TASK GOAL. Repeat back the entries that follow, keeping every word as it is.

SUPPLIED DATA.

===============

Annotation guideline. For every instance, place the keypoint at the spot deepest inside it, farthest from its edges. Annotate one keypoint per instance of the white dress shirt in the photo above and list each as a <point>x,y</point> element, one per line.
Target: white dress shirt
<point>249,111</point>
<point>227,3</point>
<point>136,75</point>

===============

RESPONSE BELOW.
Annotation guideline. For every instance, place the keypoint at the spot deepest inside it, farthest from its edges. Annotate one keypoint per instance of the white dress shirt in the photo above and list each as a <point>x,y</point> element, one per line.
Target: white dress shirt
<point>249,111</point>
<point>227,3</point>
<point>136,75</point>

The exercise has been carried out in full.